● Objectif de l'exercice
Répondez, s'il vous plaît, aux questions suivantes à partir de l'extrait du débat parlementaire ci-dessous.
1. Quel est le numéro de l'amendement présenté par Mme Demessine ?
2. Quel article de la loi du 13 août 2004 relative aux libertés et responsabilités locales cet amendement propose-t-il d'abroger ?
3. Selon M. Roland Muzeau, pendant combien d'années de suite le budget de l'État en matière de logement avait-il diminué ?

___ Extrait fourni

Suite de la discussion d'un projet de loi déclaré d'urgence

M. le président. Nous reprenons la discussion, après déclaration d'urgence, du projet de loi complété par une lettre rectificative de programmation pour la cohésion sociale.

Dans la discussion des articles, nous poursuivons l'examen des amendements tendant à insérer des articles additionnels avant l'article 41.

Art. additionnels avant l'art. 41 (interruption de la discussion)
Dossier législatif : projet de loi de programmation pour la cohésion sociale
Art. 41

Articles additionnels avant l'article 41 (suite)

M. le président. L'amendement n° 438, présenté par Mme Demessine, MM. Muzeau,  Fischer et les membres du groupe Communiste Républicain et Citoyen, est ainsi libellé :

Avant l'article 41, il est inséré un article additionnel ainsi rédigé :

L'article 61 de la loi n° 2004809 du 13 août 2004 relative aux libertés et responsabilités locales est abrogé.

La parole est à M. Roland Muzeau.

M. Roland Muzeau. Lors de la discussion du projet de loi relatif aux libertés et responsabilités locales, nous avions eu l'occasion de souligner l'inquiétude de notre groupe devant la possibilité de voir transférer aux collectivités locales la gestion de l'enveloppe budgétaire des aides à la construction de logements, et pas seulement de construction sociale.

Sur l'article, nous avions une position claire et précise ; nous indiquions ceci : « le logement est une question de solidarité nationale, une question de politique et d'orientations nationales,... à déclinaisons certes locales, mais dont la compétence doit clairement demeurer dans les attributions de l'Etat ». Nous ajoutions ensuite : « En clair, le transfert de compétences se produit au moment même où les engagements de l'Etat sont en sensible réduction ». Rappelons-nous tout de même que, deux années de suite, le budget de l'Etat en matière de logement avait diminué de manière conséquente.

______
___ Entrées

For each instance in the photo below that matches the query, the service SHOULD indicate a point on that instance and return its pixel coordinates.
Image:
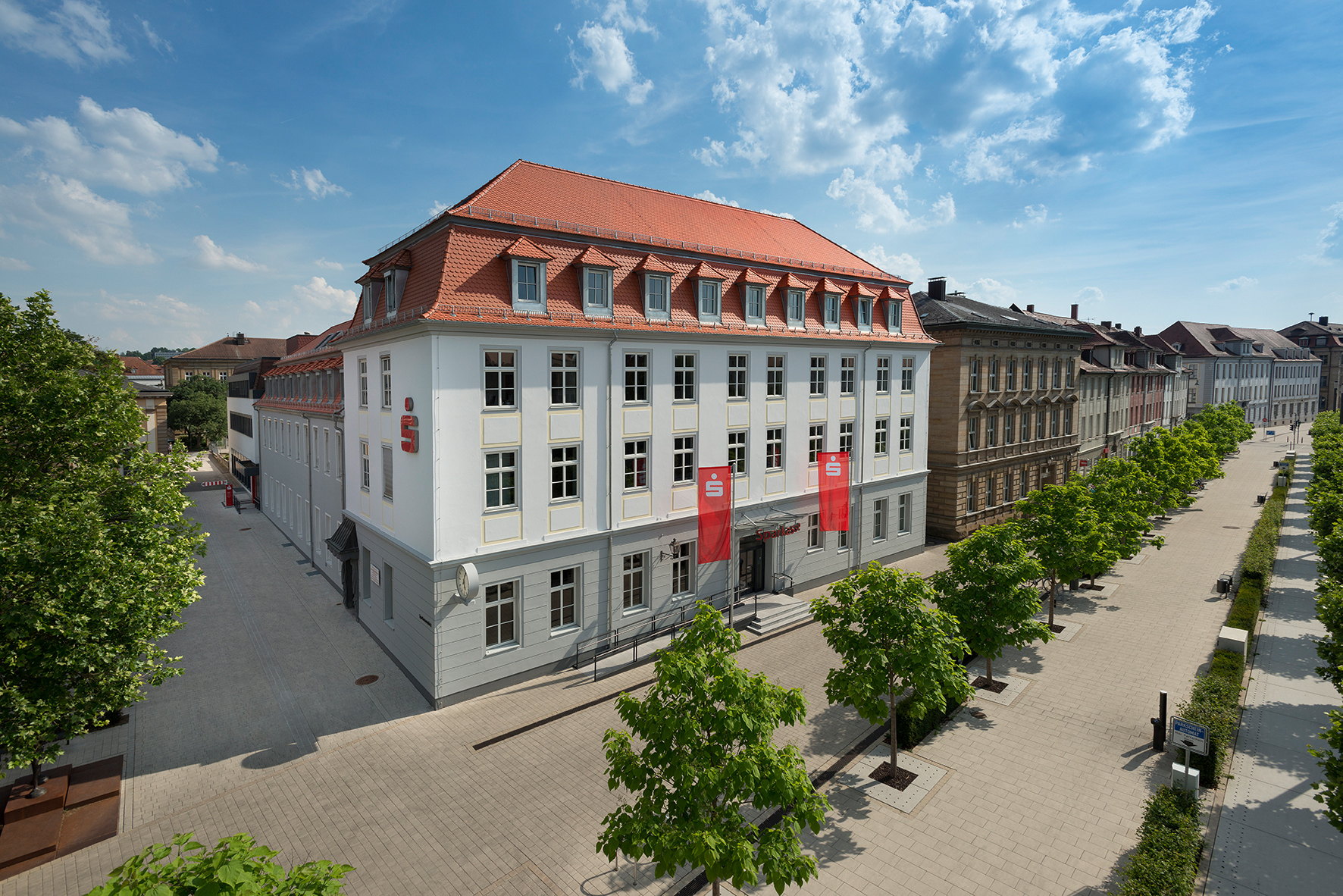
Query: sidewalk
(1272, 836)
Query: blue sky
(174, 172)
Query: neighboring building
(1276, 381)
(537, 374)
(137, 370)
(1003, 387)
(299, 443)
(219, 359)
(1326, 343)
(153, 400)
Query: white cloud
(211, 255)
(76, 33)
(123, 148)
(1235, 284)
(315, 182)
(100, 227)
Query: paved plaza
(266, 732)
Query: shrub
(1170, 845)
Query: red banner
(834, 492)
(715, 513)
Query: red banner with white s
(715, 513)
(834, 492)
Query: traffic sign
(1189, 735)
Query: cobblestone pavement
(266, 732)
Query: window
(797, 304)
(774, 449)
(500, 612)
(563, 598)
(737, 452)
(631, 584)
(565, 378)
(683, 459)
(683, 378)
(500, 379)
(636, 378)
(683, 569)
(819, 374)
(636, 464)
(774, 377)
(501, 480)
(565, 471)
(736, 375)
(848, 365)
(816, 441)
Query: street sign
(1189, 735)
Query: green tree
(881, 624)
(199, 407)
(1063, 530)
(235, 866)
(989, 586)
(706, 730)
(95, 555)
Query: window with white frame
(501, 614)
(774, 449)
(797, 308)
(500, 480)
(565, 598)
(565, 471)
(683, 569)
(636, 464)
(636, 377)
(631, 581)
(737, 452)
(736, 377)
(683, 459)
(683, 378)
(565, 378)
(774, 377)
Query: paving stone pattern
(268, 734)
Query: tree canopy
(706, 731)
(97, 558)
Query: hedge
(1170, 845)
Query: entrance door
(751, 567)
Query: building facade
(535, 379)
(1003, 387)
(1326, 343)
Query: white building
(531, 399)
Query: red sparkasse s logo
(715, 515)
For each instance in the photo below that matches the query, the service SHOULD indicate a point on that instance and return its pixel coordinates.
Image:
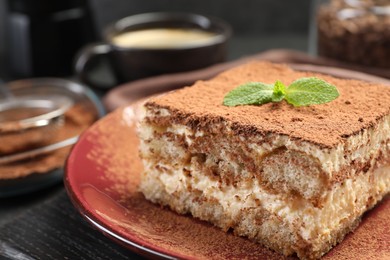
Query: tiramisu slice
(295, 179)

______
___ Entrées

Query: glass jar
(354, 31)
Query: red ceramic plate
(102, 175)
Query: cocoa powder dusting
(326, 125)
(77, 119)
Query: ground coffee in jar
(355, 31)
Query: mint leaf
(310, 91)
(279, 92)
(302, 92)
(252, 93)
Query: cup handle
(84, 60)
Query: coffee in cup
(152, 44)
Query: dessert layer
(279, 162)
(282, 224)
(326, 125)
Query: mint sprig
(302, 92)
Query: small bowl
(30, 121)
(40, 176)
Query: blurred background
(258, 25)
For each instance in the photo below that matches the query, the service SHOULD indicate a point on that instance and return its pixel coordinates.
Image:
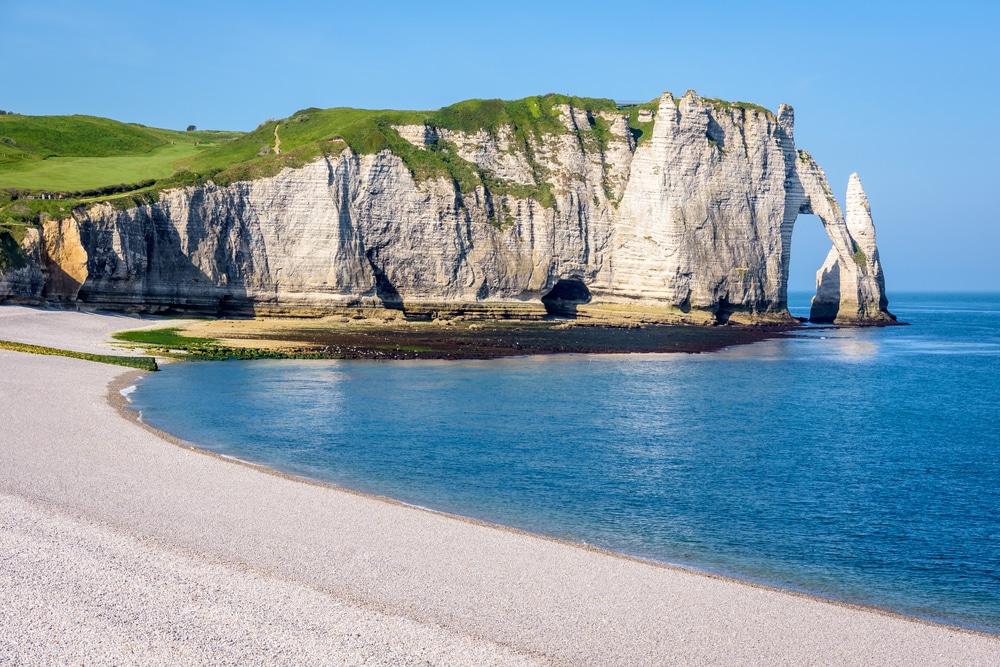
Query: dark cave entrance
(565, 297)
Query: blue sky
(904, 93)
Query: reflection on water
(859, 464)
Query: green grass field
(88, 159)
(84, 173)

______
___ Entrées

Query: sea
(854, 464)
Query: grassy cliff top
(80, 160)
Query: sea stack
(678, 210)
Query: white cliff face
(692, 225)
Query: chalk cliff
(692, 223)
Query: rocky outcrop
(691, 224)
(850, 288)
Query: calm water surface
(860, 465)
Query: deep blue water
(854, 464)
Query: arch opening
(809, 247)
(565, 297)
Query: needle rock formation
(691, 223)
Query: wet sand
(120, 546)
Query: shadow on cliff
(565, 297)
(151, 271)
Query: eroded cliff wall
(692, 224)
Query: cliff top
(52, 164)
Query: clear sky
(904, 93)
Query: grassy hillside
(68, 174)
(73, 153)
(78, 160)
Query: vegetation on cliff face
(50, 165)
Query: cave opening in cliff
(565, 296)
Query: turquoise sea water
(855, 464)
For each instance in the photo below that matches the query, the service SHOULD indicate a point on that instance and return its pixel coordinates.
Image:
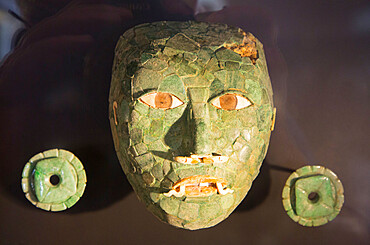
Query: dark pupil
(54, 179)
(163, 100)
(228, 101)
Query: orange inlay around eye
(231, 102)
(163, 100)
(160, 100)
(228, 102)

______

● Réponse à l'exercice
1. Le n° 438.
2. L'article 61.
3. Deux années de suite.